__Opgave A__
Vertaal de zin "Dit verschijnsel is dus inherent aan het systeem van prijscompensatie." uit de tekst over prijscompensatie naar het Engels.

__Geëxtraheerde tekst__
-.-.-
Tweede Kamer, zitting 1981-1982, 17 100 hoofdstuk XIII, nr. 69
2
Prijscompensatie Met betrekking tot het systeem van prijscompensatie kan het volgende worden gezegd. De prijscompensatie dient er, zoals bekend, toe om de lonen aan te passen aan de stijging van het prijsniveau. Deze stijging wordt door het CBS gemeten aan de hand van een gemiddeld consumptiepakket, waarbij inbegrepen het gemiddelde energieverbruik. Aangezien niemand exact dit gemiddelde pakket zal consumeren, zal ieder individu voor sommige artikelen worden overgecompenseerd en voor andere ondergecompenseerd. Dit verschijnsel is dus inherent aan het systeem van prijscompensatie. Dat geeft ook niets, want het gaat er slechts om dat men een juiste compensatie ontvangt van zijn totale consumptiepakket. Voor de verschillende inkomensgroepen is nagegaan of de feitelijke prijsstijging van het bij de desbetreffende inkomensgroep behorende totale pakket overeenkomt met de prijsstijging die met de prijscompensatie wordt vergoed. Dit blijkt, wanneer op basis van de gegevens uit het CBS-budgetonderzoek 1975 voor de verschillende inkomensgroepen een afzonderlijke prijsindex wordt berekend, inderdaad het geval te zijn. Sinds 1975 wijkt de prijsontwikkeling voor de diverse inkomensgroepen, variërend van het minimumloon tot meer dan 3x modaal, nauwelijks af van het gemiddelde. Voor zover er dan afwijkingen optreden, blijkt dat de prijsstijging voor de hogere inkomensgroepen iets groter is geweest dan voor de lagere inkomensgroepen.
-.-.-
__Opgave B__
Zet alleen de vermeldingen van de regel met "Target: white logo graphic" tot en met het einde van de vermeldingen in een CSV met de kolommen opdracht en antwoord, één rij per vermelding. Plaats elk veld tussen aanhalingstekens en vervang regeleinden door spaties.

__Materiaal voor oefening__
-.-.-
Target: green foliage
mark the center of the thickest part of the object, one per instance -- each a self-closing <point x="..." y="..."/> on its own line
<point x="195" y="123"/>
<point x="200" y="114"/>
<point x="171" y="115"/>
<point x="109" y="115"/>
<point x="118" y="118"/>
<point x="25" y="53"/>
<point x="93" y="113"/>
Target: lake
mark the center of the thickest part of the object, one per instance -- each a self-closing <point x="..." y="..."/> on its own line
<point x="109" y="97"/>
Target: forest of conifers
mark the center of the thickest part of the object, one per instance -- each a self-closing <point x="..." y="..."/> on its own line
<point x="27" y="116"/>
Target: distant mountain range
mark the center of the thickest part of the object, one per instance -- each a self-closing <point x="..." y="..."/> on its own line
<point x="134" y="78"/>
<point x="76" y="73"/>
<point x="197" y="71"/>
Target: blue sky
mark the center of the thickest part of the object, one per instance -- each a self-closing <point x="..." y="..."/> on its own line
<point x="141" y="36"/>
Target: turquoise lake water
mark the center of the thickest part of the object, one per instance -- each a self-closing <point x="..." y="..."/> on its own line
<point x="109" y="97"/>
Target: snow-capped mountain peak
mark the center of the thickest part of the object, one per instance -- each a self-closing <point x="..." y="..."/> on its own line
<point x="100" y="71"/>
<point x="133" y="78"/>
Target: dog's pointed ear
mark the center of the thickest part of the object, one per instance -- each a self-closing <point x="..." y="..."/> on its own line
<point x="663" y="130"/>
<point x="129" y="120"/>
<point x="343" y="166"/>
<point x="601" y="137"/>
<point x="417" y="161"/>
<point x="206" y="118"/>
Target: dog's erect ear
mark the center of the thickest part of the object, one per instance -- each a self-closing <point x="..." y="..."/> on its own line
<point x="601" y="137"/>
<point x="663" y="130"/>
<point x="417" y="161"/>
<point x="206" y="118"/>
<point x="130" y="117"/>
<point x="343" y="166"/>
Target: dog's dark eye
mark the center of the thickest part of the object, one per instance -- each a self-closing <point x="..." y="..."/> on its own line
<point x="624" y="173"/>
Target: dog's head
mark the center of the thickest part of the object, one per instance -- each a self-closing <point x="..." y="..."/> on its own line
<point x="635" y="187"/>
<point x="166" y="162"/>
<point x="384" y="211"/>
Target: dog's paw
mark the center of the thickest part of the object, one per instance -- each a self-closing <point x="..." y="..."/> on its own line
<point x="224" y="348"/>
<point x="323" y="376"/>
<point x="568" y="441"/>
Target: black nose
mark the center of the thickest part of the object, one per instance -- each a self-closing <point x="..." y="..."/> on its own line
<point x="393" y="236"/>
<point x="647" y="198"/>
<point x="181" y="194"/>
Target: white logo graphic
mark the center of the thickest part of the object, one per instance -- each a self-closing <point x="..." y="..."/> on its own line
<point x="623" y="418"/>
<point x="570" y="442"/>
-.-.-
__Uitgewerkte oplossing A__
This phenomenon is therefore inherent in the system of price compensation.

__Uitgewerkte oplossing B__
opdracht,antwoord
"Target: white logo graphic mark the center of the thickest part of the object, one per instance -- each a self-closing <point x=""..."" y=""...""/> on its own line","<point x=""623"" y=""418""/> <point x=""570"" y=""442""/>"